- [Document extract]
-- Opening Marker --
A poll taken last week found that most North Carolina voters want lawmakers to do more to get Duke Energy to clean up its coal ash.
Public Policy Polling, a left-leaning Raleigh surveying group, found in a poll of 519 voters that more than 75 percent of North Carolinians don’t think the Legislature has made Duke Energy do enough to clean up coal ash pollution at the state’s 14 coal ash power plants.
The view was consistent across party lines and the poll found that weak leadership on environmental issues was tied to low favorability numbers for Governor Pat McCrory and House Speaker and U.S. Senate candidate Thom Tillis.
31 percent and 39 percent of respondents said their impressions of McCrory and Tillis were “very unfavorable,” respectively, and 63 percent said Tillis’s handling of remaining coal ash threats to the state’s waterways make them view him less favorably.
The poll comes as a budget deal—which will finally close out the 2014 long short-legislative session—appears to be in the works.
-- Closing Marker --
- [Data shown]
-- Opening Marker --
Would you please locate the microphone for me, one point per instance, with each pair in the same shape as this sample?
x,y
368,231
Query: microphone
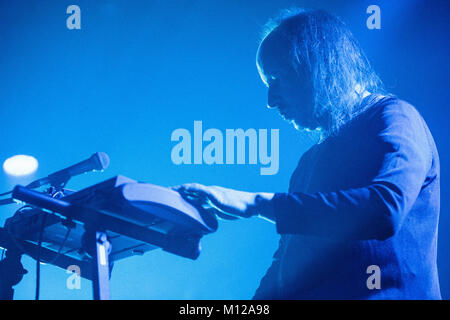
x,y
98,161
-- Closing Marker --
- [Exercises]
1. In the coal ash poll report, why did 63 percent of respondents say they view Thom Tillis less favorably? Answer in one to three sentences.
2. Could you carry on the coal ash poll report from its final sentence about the budget deal?

- [Answers by task]
1. They said Tillis's handling of the remaining coal ash threats to North Carolina's waterways makes them view him less favorably.

2.
Current coal ash legislation, which followed Duke Energy’s disastrous Dan River coal ash spill in February, does not require Duke Energy to remove coal ash from unlined storage ponds in the state by set deadlines if the cleanup is deemed too expensive.
The legislation does not mandate that Duke pay for clean up at all, shifting the cost burden onto ratepayers. It requires that only four out 33 coal ash ponds be removed from unlined storage pits near waterways. The other 29 could potentially be capped off and left in place, which environmentalists believe could threaten drinking water.
Duke Energy is cleaning up after the 36,000 tons of coal ash remaining from the Dan River spill; 80 percent of those polled feel that is the right course of action.
80 percent also think state lawmakers should force Duke Energy to clean up all of its coal ash sites, moving the toxic waste away from water sources and into safe containment facilities.
“Time is of the essence to contact legislators and let them know to fix the coal ash bill before going home,” said Dan Crawford, director of governmental relations for the environmental group North Carolina League of Conservation Voters.
“The people have spoken and it is clear to all that the current edition of the (coal ash) bill does not do enough to protect our drinking water.”